[[ Selected excerpt, beginning ]]

Personal Steps Taken to Reduce Waste and Environmental Impact

The survey asked if these conservators had developed procedures that reduce use, emissions or waste, and included other questions in our survey particular to re-use and recycling of materials. It is clear that many of the steps taken toward improved sustainability are personal impact steps (such as composting food scraps) that are carried over to the workplace. Descriptions of the following practices were received:

  • Evaluation of environmental impact, and only perform treatments if necessary
  • Reduction of power use, by means of more efficient equipment, timers/motion sensors, cutting off “vampire” equipment, modifying or segregating climate controlled areas
  • Use of renewable energy such as solar or wind power
  • Reduction of water use, or reusing graywater for cleaning brushes, rinses, office plants or outdoor landscaping
  • Reduction and sometimes re-distillation of solvents
  • Work in renovated buildings or employ environmentally friendly building materials.

[[ Selected excerpt, end ]]
[[ Provided information, beginning ]]

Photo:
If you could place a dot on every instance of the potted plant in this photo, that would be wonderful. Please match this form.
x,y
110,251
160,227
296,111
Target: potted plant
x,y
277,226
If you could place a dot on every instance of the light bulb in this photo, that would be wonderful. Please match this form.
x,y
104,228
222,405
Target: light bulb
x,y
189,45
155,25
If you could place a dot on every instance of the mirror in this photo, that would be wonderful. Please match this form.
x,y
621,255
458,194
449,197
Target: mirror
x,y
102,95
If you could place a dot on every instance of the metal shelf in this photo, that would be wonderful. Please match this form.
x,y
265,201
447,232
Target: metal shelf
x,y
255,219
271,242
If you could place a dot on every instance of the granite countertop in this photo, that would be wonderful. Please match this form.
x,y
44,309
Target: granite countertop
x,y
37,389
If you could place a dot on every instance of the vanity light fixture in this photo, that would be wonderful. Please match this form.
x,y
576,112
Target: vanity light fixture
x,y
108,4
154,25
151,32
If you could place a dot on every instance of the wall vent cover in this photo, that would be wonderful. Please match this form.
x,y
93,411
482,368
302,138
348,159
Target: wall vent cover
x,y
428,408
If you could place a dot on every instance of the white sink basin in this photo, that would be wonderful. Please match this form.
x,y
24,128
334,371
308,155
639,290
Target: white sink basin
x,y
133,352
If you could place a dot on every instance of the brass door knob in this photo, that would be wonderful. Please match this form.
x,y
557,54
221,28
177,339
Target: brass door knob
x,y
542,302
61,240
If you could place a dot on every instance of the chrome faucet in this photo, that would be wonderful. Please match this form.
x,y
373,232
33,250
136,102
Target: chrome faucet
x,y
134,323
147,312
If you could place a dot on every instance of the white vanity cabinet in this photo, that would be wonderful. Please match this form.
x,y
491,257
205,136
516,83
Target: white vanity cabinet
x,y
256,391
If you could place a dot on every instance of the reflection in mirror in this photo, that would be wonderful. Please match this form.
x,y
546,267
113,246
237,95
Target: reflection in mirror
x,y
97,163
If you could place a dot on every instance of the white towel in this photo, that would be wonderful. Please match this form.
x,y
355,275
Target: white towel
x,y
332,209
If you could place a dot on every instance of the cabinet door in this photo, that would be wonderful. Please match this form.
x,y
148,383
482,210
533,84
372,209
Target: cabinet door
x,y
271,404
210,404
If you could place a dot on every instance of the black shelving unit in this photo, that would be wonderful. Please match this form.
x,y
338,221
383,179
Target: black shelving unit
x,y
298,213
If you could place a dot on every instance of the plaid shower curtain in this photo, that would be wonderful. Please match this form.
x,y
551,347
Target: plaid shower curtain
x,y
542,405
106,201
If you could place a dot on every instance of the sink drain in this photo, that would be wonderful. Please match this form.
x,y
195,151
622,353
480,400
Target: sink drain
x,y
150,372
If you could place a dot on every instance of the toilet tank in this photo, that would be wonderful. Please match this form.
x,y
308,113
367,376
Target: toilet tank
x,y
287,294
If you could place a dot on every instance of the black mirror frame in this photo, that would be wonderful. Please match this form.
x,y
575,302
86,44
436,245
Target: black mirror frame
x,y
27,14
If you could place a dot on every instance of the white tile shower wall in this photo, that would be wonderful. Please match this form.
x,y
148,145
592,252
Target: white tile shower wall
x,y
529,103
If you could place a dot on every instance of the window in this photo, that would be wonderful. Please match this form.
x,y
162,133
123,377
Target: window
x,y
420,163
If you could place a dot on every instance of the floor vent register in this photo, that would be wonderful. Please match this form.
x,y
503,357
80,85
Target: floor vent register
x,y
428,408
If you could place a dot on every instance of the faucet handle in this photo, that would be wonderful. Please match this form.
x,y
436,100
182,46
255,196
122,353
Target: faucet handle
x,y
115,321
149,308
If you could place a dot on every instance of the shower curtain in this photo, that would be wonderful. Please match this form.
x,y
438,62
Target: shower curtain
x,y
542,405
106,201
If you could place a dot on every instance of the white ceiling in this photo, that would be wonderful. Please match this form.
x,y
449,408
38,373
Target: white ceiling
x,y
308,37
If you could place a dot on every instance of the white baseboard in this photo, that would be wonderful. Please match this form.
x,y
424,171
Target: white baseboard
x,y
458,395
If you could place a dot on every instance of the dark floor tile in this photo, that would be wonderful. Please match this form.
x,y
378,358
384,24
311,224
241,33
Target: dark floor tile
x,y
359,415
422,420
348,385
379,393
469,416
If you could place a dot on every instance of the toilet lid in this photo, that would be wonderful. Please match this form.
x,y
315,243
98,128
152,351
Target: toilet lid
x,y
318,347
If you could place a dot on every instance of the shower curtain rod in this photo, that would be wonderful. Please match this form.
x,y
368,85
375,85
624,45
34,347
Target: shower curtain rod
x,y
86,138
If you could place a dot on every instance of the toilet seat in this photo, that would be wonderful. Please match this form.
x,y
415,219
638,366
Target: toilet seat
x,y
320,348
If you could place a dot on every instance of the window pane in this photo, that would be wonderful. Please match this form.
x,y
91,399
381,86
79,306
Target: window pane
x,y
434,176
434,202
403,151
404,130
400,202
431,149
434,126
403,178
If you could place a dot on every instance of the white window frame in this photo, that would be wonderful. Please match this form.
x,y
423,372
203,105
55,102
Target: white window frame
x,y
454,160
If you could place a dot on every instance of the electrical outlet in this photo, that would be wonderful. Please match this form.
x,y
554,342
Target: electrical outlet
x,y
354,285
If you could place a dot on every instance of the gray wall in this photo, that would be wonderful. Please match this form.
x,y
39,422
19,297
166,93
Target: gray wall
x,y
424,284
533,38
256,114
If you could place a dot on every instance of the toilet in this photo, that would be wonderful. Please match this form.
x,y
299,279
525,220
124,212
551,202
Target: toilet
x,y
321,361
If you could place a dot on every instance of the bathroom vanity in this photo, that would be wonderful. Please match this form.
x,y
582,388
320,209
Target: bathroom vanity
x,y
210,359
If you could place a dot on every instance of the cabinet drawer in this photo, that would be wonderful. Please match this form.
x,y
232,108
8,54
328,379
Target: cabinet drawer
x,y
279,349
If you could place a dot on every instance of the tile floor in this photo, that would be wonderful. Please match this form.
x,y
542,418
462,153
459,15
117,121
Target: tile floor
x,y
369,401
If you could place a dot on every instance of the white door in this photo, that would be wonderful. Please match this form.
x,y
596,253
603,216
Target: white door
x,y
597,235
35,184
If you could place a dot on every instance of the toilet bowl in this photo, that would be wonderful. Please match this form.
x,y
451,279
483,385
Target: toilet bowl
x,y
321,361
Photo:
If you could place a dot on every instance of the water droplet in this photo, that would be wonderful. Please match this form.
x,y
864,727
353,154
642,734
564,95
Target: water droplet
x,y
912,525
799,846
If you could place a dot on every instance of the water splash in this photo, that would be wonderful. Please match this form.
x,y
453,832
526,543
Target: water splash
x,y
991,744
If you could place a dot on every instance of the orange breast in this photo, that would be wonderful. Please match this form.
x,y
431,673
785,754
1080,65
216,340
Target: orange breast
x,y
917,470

[[ Provided information, end ]]

▶ [Task item A]:
In the excerpt on reducing waste, what example is given of a personal impact step carried over to the workplace?
▶ [Task item B]:
Shorten the paragraph of the excerpt on reducing waste that begins "The survey asked if these conservators," keeping its main facts.
▶ [Task item C]:
For each statement, say whether it agrees with the excerpt on reducing waste, and quote the words that decide it.
(i) Some respondents described using solar or wind power.
(ii) Graywater was reused only for outdoor landscaping.
(iii) Solvents were sometimes re-distilled.

▶ [Response A]:
Composting food scraps.

▶ [Response B]:
The survey asked conservators whether they had procedures that reduce use, emissions or waste, and included questions on re-use and recycling of materials. Many of their sustainability steps are personal habits, such as composting food scraps, carried over to the workplace. Descriptions of several practices were received.

▶ [Response C]:
(i) Yes: "Use of renewable energy such as solar or wind power"
(ii) No: "reusing graywater for cleaning brushes, rinses, office plants or outdoor landscaping"
(iii) Yes: "Reduction and sometimes re-distillation of solvents"